Werkwijze: Zet het fragment over de vrije wil van de mens en zijn aardse opdracht voort, te beginnen na de laatste zin.

Gegeven fragment:
::::
De mens kan echter ook alle genaden die tot zijn beschikking staan veronachtzamen,
en in plaats opwaarts te gaan weer op de diepte afstevenen. Hierbij zal
hij niet gehinderd worden omdat hij een vrije wil heeft als teken van
zijn goddelijke herkomst. Maar hij bereidt zich dan zelf weer een verschrikkelijk
lot van kluistering, dat weer eindeloze tijden duurt tot hij weer bevrijd
wordt.
U wilt niet geloven hoe belangrijk het bestaan op de aarde voor u,mensen
is en daarom bent u zo lauw met betrekking tot uw aardse opdracht. Maar
het gaat uiteindelijk om uw eigen lot, en uzelf moet de gevolgen dragen.
::::
(Gegevens voor het koppelen van verwijzende uitdrukkingen)

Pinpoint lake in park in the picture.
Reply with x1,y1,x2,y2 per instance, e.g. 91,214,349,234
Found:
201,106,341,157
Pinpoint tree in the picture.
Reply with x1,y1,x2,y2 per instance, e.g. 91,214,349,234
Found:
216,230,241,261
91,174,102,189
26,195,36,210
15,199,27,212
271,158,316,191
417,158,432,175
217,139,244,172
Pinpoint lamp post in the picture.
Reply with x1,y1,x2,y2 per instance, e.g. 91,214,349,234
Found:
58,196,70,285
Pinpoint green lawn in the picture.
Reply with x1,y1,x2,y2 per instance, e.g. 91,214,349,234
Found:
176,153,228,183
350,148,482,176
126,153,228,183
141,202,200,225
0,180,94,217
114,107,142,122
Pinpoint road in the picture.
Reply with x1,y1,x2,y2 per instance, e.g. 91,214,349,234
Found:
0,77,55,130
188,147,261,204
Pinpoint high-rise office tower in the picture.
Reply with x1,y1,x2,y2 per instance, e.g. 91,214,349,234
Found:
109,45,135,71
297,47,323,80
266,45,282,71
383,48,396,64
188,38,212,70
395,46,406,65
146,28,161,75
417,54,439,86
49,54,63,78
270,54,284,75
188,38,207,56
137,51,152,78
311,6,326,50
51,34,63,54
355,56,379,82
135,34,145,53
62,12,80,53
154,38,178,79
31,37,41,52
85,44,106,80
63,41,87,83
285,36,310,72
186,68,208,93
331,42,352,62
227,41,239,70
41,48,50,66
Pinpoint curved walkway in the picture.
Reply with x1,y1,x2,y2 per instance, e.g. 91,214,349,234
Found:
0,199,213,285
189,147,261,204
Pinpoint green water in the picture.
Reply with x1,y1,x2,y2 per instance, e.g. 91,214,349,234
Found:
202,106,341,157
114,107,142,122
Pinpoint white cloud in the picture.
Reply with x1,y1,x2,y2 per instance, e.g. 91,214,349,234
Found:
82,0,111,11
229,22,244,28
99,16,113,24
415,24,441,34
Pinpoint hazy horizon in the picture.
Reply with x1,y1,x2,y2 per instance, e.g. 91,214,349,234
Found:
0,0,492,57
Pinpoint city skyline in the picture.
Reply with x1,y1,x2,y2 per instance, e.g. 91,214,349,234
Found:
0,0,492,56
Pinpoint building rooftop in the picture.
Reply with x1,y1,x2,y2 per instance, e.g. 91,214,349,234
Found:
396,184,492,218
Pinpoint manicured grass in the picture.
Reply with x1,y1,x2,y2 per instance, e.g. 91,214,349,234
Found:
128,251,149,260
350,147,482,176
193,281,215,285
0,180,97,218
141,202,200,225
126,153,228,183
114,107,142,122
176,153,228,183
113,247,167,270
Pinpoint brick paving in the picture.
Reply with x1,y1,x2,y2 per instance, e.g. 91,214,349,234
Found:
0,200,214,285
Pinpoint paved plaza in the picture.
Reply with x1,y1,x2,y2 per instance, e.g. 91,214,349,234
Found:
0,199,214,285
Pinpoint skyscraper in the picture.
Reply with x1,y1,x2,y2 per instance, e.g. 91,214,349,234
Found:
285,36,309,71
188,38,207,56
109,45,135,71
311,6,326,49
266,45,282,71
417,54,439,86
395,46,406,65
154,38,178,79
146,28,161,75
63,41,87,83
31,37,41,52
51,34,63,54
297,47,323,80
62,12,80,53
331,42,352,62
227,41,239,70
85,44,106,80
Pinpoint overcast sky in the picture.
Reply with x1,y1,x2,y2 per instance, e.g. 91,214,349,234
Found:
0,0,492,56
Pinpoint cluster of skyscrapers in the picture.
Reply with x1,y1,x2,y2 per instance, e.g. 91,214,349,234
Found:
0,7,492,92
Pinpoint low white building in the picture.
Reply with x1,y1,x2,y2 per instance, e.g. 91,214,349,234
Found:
::::
Antwoord oefening:
En uw lot dat u uzelf bereid hebt, kan niet van u worden afgenomen. U
hebt de keuze tussen een eeuwigdurende zaligheid of een eindeloos lange
smartelijke toestand. Maar u doet er slechts weinig voor, u de eerste
te verwerven, eerder vervolgt u onverschillig uw aardse weg. En als u
er opmerkzaam op wordt gemaakt door uw medemensen die op de hoogte zijn
van de grote betekenis van het aardse leven - dan hoort u hen ongelovig
aan. U laat u niet beïnvloeden maar houdt uw medemensen voor fantasten,
in plaats van zelf na te denken wat de reden van uw aardse leven wel kan
zijn.
En steeds weer zullen er in uw leven dingen gebeuren die u tot nadenken
kunnen aansporen. Steeds weer zullen uw gedachten door gesprekken, door
het lezen van boeken of eigen ervaringen in die richting worden geleid,
opdat u zelf nu gaat nadenken en u bezighoudt met vragen die uzelf en
uw bestaan op aarde betreffen. Als u maar geloven wilde dat het aardse
leven als mens een groot genadegeschenk is, en het u bij juist gebruik
onvermoede zaligheid kan opleveren.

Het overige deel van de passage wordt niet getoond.